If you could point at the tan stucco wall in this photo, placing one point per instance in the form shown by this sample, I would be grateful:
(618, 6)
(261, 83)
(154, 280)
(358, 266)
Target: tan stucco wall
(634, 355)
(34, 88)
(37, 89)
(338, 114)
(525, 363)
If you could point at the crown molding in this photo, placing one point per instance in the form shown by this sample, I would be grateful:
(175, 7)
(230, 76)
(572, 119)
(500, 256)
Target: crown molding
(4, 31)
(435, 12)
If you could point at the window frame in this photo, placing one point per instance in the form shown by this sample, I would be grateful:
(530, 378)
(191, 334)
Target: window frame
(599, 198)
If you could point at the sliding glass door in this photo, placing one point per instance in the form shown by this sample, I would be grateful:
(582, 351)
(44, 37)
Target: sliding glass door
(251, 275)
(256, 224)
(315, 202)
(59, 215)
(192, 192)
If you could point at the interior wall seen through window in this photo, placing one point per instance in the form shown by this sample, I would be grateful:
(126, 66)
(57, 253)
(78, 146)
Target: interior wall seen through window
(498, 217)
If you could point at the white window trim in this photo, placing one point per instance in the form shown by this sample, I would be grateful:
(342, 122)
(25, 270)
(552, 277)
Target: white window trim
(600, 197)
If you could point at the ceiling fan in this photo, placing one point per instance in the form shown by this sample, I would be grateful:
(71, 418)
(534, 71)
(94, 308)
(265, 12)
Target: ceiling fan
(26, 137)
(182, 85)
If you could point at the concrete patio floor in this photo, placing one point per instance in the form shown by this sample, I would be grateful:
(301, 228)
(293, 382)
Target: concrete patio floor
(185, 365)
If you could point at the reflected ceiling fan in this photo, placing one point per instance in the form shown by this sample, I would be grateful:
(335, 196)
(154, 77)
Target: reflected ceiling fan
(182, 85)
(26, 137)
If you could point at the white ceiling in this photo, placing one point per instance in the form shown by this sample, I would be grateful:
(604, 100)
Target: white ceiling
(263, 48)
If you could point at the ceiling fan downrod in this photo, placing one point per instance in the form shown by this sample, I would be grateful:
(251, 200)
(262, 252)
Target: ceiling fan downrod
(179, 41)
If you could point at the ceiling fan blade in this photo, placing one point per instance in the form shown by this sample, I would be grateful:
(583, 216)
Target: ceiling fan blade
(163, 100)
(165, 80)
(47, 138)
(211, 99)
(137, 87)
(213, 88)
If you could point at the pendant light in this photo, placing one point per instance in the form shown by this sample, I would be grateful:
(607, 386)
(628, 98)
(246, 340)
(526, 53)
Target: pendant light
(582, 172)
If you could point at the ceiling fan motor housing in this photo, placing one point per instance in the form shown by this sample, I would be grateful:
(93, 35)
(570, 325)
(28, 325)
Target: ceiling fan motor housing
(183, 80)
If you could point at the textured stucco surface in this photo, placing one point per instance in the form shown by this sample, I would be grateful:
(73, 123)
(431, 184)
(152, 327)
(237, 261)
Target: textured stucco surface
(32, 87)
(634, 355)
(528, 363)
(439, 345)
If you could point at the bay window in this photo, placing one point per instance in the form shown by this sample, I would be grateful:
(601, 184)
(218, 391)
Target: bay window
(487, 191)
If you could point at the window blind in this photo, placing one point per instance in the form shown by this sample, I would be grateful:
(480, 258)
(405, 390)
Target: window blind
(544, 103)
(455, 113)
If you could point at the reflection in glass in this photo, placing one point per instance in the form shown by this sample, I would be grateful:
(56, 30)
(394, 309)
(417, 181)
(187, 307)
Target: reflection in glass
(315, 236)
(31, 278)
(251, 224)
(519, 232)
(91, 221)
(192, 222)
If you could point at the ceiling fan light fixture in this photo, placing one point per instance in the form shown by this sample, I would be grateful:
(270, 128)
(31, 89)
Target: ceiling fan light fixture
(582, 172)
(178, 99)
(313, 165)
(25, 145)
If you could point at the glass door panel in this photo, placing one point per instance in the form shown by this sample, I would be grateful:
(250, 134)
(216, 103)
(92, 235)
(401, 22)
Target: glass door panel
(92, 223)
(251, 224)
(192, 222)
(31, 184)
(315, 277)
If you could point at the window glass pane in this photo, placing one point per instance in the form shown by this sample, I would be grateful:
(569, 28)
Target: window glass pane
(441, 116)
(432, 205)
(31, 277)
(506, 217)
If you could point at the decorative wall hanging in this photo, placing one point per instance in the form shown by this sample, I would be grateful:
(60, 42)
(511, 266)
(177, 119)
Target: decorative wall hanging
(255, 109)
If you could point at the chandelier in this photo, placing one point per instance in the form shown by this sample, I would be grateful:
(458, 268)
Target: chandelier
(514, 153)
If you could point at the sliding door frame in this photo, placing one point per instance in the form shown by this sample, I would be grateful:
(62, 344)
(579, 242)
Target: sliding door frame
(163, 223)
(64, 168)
=====
Nothing should be changed: write out all of the data as is.

If you could point at the tan stucco wall in this photo, placing one point per instance in the form shown by this sample, I would be grateful:
(618, 6)
(261, 83)
(154, 280)
(358, 266)
Target: tan stucco wall
(634, 355)
(34, 88)
(37, 89)
(338, 114)
(525, 363)
If you could point at the crown molding in this photo, placing one point per instance in the form shown by this sample, I would be grateful:
(175, 7)
(230, 76)
(572, 119)
(500, 256)
Target: crown molding
(4, 31)
(435, 12)
If you could point at the window frame in this photo, placing one point per instance in the form shown by this sample, I would be grateful:
(530, 378)
(191, 334)
Target: window frame
(599, 198)
If you could point at the sliding glass door in this photo, placing one point per instance in the form shown by this sample, I would be grateful:
(582, 351)
(44, 37)
Target: sliding glass door
(251, 275)
(256, 224)
(315, 202)
(59, 215)
(192, 192)
If you could point at the interior wall seen through window in this photo, placing one point per instance in the form shown by this sample, I would be grateful:
(126, 66)
(57, 253)
(78, 146)
Target: interior wall seen through window
(498, 217)
If you could point at the white window trim in this photo, placing one point per instance in the form shown by this sample, I would be grateful:
(342, 122)
(25, 270)
(552, 277)
Target: white window trim
(600, 197)
If you could point at the ceiling fan in this photo, placing one point per instance in the form shown by this sample, I would be grateful:
(71, 418)
(534, 71)
(94, 308)
(265, 12)
Target: ceiling fan
(26, 137)
(182, 85)
If you could point at the concrete patio floor in this photo, placing one point per instance in the form shown by this sample, I would be grateful:
(301, 228)
(293, 382)
Target: concrete patio floor
(185, 365)
If you could point at the reflected ceiling fan in this photo, placing one point per instance in the form shown by this sample, I would be grateful:
(335, 196)
(154, 77)
Target: reflected ceiling fan
(182, 85)
(26, 137)
If you could point at the white ceiling in this photo, placing one point per instance in the form shown by this sample, I would be grateful:
(604, 100)
Target: white ceiling
(263, 48)
If you could point at the ceiling fan downrod in this photo, placing one point per instance in the form shown by this sample, I would be grateful:
(251, 200)
(262, 252)
Target: ceiling fan downrod
(179, 41)
If you could point at the ceiling fan blade in this photo, placing one point per instance in the form shown by this sample, I would be grateful:
(583, 216)
Target: ceiling fan blade
(163, 100)
(165, 80)
(47, 138)
(211, 99)
(137, 87)
(213, 88)
If you could point at the pendant light in this photo, placing one point per instance in the form shown by this sample, I would be grateful:
(607, 386)
(628, 98)
(246, 340)
(526, 53)
Target: pendant light
(582, 172)
If you could point at the ceiling fan motor housing in this photo, placing one point per instance in the form shown by this sample, I would be grateful:
(93, 35)
(570, 325)
(28, 325)
Target: ceiling fan motor housing
(183, 80)
If you could point at the textured stucco surface in this photo, placing one point per instance in the form shown by this sample, I would be grateful:
(73, 123)
(431, 184)
(152, 327)
(237, 261)
Target: textured stucco surface
(32, 87)
(634, 355)
(528, 363)
(439, 345)
If you could point at the bay window in this photo, placing one point per instance in the form shown by this sample, I would be grateful:
(601, 184)
(218, 391)
Target: bay window
(487, 191)
If you could point at the window blind in this photo, placing one point per instance in the form shown by this sample, I would be grateful:
(480, 258)
(405, 390)
Target: window blind
(544, 103)
(455, 113)
If you could point at the reflection in glass in this photo, placing one point per instance in the form shown by this sample, I would be grateful:
(56, 30)
(394, 309)
(417, 181)
(187, 307)
Target: reflection in glass
(315, 236)
(31, 278)
(251, 224)
(519, 232)
(91, 221)
(192, 222)
If you could point at the ceiling fan light fixture in this photo, placing one point per instance in the form shown by this sample, I would be grateful:
(270, 128)
(31, 89)
Target: ceiling fan light fixture
(582, 172)
(178, 99)
(313, 165)
(25, 145)
If you could point at the glass door panel in this photo, placing one point per instance in the form shown by this sample, I would be grateful:
(250, 134)
(216, 103)
(92, 235)
(401, 22)
Target: glass door panel
(92, 223)
(251, 224)
(192, 222)
(31, 184)
(315, 277)
If you could point at the window glass pane in this photo, placing one point per instance in the form shown by this sample, I would be grateful:
(569, 28)
Target: window glass pane
(441, 116)
(432, 205)
(31, 277)
(506, 217)
If you could point at the decorative wall hanging in this photo, placing one point per instance in the form shown by this sample, I would be grateful:
(60, 42)
(511, 266)
(177, 119)
Target: decorative wall hanging
(255, 109)
If you could point at the chandelier in this photo, placing one point per instance in the form shown by this sample, I would be grateful:
(458, 268)
Target: chandelier
(514, 153)
If you could point at the sliding door frame in this photo, placing one point per instance in the form shown by this sample, I would be grateful:
(62, 344)
(579, 242)
Target: sliding door frame
(163, 223)
(64, 168)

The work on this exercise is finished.